QUOTED TEXT:
## begin

Tips for Storing Food in Earthquake Areas

I live in Utah and since as long as I can remember it was understood that someday there would be “the BIG one” meaning a gigantic earthquake.  I have already survived an earthquake (okay, it was the Northridge earthquake and I was far enough away that it made the doors creak and made our waterbed slosh around-I’m dating myself, aren’t I).  It was an unsettling experience and I came to the realization that our beautiful earth is a living, moving planet.  If it were not so there would be nothing living on the planet, including us.

With this in mind I have been working on ways to store my food and preparations so they’ll hopefully last through “the BIG one”.  A violent shaking can throw goods off of shelves shattering bottles; the seal on metal cans can be compromised and even explode if dropped just right.  Not only will we have the loss of our preparations and hard work but the mess will be dangerous to maneuver (think broken bottles)  and don’t forget about attracting rodents and the problems they bring.  Another consideration would be sacrificing water stores to clean up the mess to prevent other problems.

Ok, enough scary talk.  Here are some ideas that came to me.

## end

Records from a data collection
## begin

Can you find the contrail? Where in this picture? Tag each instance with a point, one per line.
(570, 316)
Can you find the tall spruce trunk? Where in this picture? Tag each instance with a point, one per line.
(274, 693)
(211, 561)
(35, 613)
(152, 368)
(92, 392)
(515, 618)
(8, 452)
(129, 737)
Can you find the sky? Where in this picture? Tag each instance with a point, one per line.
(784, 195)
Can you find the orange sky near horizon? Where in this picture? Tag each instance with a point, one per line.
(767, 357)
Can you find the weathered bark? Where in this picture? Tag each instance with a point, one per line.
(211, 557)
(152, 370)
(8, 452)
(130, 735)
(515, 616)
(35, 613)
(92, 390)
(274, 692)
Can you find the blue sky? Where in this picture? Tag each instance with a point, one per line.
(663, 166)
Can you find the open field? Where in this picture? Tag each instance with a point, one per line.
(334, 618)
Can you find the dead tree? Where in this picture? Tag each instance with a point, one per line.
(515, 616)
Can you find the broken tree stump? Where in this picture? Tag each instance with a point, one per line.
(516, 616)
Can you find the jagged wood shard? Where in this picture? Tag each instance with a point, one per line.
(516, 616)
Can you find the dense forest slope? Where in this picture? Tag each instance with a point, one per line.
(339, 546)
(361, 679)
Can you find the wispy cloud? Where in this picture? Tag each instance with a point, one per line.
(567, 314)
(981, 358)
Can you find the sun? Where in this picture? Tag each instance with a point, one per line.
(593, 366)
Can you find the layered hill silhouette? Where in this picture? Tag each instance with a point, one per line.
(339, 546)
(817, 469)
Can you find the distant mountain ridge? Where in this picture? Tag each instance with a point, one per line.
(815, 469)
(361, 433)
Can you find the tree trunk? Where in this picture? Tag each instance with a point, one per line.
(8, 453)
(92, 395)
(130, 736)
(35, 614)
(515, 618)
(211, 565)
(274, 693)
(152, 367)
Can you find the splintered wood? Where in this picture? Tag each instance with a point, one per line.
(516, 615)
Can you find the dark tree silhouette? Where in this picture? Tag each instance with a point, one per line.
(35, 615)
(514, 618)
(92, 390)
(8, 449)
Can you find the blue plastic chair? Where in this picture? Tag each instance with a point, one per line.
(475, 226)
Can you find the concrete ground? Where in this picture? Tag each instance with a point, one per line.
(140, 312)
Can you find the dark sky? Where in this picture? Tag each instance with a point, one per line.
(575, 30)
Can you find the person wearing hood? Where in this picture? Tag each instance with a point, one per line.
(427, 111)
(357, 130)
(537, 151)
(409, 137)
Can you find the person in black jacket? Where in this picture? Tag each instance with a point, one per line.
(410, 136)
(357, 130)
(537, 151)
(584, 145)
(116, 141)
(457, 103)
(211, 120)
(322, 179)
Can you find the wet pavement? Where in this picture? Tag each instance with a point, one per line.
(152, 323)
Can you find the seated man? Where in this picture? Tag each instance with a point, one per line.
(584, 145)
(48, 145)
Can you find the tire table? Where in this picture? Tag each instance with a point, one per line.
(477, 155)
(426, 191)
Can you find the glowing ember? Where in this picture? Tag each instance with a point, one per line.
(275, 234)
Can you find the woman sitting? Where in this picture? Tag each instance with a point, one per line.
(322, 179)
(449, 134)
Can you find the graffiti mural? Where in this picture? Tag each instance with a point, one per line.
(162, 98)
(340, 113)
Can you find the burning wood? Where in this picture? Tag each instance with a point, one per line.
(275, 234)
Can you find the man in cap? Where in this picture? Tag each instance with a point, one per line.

## end

SET TASKS:
1. In the text on storing food in earthquake areas, which earthquake has the writer already lived through?
2. Continue the text on storing food in earthquake areas from where it stops.

SOLVED TASKS:
1. The Northridge earthquake.

2.
Shelving

To start off-whatever shelving you have should be secured to the wall.  If you have free standing shelves secure them to wall studs or the foundation so the whole thing doesn’t tip over.  Add a bar, preferably removable, across the front to keep stuff from sliding off the shelves.  Here is what we did:

shelves            brace bracket

Depending on what your shelves are made of you may have to be creative.  These are the brackets my husband and boys made.  The 1 x 2 slides down into the bracket and hopefully keeps stuff on the shelves

Cans

Keep #10 cans in the box they came in and clearly label it.  If you don’t have boxes try a grocery store or Costco or if you are lucky enough to live by a working LDS Drypack Cannery you can purchase boxes from there for .95 cents.  Instead of stacking them on top of each other place them on their sides so the top one doesn’t slide off, like this.

#10 cans

For smaller cans like veggies or tomato sauce buy at a case lot sale (my favorite thing) and keep it in the box or shrink wrap.  When using, keep the shrink wrap in place and make just a big enough hole to get out what you need or place another box on top to act like a lid to keep them in place, like this.

can lids

You can also place similar things in a box.  My husband likes liquor boxes because they are sturdy.  My brother-in-law mentioned how thorough we were to have a years supply of liquor, too (kidding).  There are beans in there, honest.  Another option is to use grocery bags tied off.  The whole point here is to keep the items together in a big enough package so they are held in by the bracket so be resourceful and use what works for you.  I’ll be the first to admit it is more work to get at your food stores but I feel it is worth it.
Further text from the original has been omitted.